• _EXERCISE TASK_
Render every line of the listing below as a Markdown table with two columns, Row and Listing line. Number the rows in order and leave out any blank lines.

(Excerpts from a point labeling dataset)
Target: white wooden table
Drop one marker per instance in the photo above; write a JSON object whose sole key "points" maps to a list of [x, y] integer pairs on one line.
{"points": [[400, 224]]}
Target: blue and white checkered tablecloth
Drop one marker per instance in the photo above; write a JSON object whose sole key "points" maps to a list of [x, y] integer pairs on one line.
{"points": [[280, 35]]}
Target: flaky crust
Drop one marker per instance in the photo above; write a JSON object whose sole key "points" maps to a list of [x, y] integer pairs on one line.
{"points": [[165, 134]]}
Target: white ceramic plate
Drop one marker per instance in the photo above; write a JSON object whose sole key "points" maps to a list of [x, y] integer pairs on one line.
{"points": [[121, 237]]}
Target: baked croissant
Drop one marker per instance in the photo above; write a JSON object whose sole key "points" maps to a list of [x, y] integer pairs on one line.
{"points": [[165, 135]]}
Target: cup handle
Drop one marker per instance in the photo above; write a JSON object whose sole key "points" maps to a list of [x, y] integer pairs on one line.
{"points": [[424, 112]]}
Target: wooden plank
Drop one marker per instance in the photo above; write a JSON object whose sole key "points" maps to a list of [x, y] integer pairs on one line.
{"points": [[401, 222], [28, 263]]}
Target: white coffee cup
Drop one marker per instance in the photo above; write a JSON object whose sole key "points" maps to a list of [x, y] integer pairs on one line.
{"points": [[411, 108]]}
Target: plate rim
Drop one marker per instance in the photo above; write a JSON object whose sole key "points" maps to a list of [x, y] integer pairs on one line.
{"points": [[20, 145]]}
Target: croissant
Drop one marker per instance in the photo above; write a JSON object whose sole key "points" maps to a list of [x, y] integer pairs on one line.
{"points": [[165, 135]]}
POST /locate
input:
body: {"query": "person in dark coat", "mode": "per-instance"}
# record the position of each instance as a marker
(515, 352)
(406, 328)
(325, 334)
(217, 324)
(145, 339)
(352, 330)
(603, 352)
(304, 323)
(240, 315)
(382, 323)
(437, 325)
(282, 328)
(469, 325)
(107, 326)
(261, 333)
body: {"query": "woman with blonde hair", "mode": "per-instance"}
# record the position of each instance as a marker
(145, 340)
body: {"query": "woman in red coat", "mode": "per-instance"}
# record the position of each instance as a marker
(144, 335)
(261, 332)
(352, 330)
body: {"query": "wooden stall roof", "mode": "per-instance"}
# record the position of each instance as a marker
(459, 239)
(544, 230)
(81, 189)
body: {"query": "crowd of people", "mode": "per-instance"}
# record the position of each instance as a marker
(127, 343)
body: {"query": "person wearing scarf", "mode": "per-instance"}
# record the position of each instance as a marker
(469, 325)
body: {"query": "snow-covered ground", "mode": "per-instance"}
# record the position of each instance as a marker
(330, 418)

• _EXPECTED ANSWER_
| Row | Listing line |
|---|---|
| 1 | Target: white wooden table |
| 2 | Drop one marker per instance in the photo above; write a JSON object whose sole key "points" maps to a list of [x, y] integer pairs on one line. |
| 3 | {"points": [[400, 224]]} |
| 4 | Target: blue and white checkered tablecloth |
| 5 | Drop one marker per instance in the photo above; write a JSON object whose sole key "points" maps to a list of [x, y] integer pairs on one line. |
| 6 | {"points": [[280, 35]]} |
| 7 | Target: flaky crust |
| 8 | Drop one marker per instance in the photo above; write a JSON object whose sole key "points" maps to a list of [x, y] integer pairs on one line. |
| 9 | {"points": [[165, 134]]} |
| 10 | Target: white ceramic plate |
| 11 | Drop one marker per instance in the photo above; write a JSON object whose sole key "points" maps to a list of [x, y] integer pairs on one line. |
| 12 | {"points": [[121, 237]]} |
| 13 | Target: baked croissant |
| 14 | Drop one marker per instance in the photo above; write a JSON object whose sole key "points" maps to a list of [x, y] integer pairs on one line. |
| 15 | {"points": [[165, 135]]} |
| 16 | Target: cup handle |
| 17 | Drop one marker per instance in the photo above; write a JSON object whose sole key "points" maps to a list of [x, y] integer pairs on one line. |
| 18 | {"points": [[424, 112]]} |
| 19 | Target: wooden plank |
| 20 | Drop one marker per instance in the photo above; write a JSON object whose sole key "points" maps to a list of [x, y] integer pairs on one line. |
| 21 | {"points": [[401, 222], [28, 263]]} |
| 22 | Target: white coffee cup |
| 23 | Drop one marker per instance in the photo above; write a JSON object whose sole key "points" maps to a list of [x, y] integer pairs on one line. |
| 24 | {"points": [[411, 108]]} |
| 25 | Target: plate rim |
| 26 | Drop one marker per instance in the photo above; write a JSON object whose sole key "points" maps to a list of [x, y] integer pairs on one line. |
| 27 | {"points": [[20, 145]]} |
| 28 | Target: croissant |
| 29 | Drop one marker per instance in the photo above; write a JSON object whose sole key "points" maps to a list of [x, y] integer pairs on one line. |
| 30 | {"points": [[165, 135]]} |
| 31 | POST /locate |
| 32 | input: |
| 33 | body: {"query": "person in dark coat", "mode": "per-instance"} |
| 34 | # record the position of each instance as a marker |
| 35 | (515, 352) |
| 36 | (406, 328) |
| 37 | (325, 334) |
| 38 | (217, 324) |
| 39 | (145, 339) |
| 40 | (352, 330) |
| 41 | (603, 352) |
| 42 | (304, 323) |
| 43 | (240, 315) |
| 44 | (382, 323) |
| 45 | (437, 325) |
| 46 | (282, 328) |
| 47 | (469, 325) |
| 48 | (107, 326) |
| 49 | (261, 333) |
| 50 | body: {"query": "woman with blonde hair", "mode": "per-instance"} |
| 51 | # record the position of each instance as a marker |
| 52 | (145, 340) |
| 53 | body: {"query": "woman in red coat", "mode": "per-instance"} |
| 54 | # record the position of each instance as a marker |
| 55 | (144, 335) |
| 56 | (261, 332) |
| 57 | (352, 330) |
| 58 | body: {"query": "wooden stall roof", "mode": "per-instance"} |
| 59 | # record the position of each instance as a marker |
| 60 | (459, 239) |
| 61 | (544, 230) |
| 62 | (81, 189) |
| 63 | body: {"query": "crowd of people", "mode": "per-instance"} |
| 64 | # record the position of each instance as a marker |
| 65 | (127, 343) |
| 66 | body: {"query": "person wearing scarf", "mode": "per-instance"} |
| 67 | # record the position of each instance as a marker |
| 68 | (469, 325) |
| 69 | body: {"query": "snow-covered ground", "mode": "per-instance"} |
| 70 | # record the position of each instance as a marker |
| 71 | (330, 418) |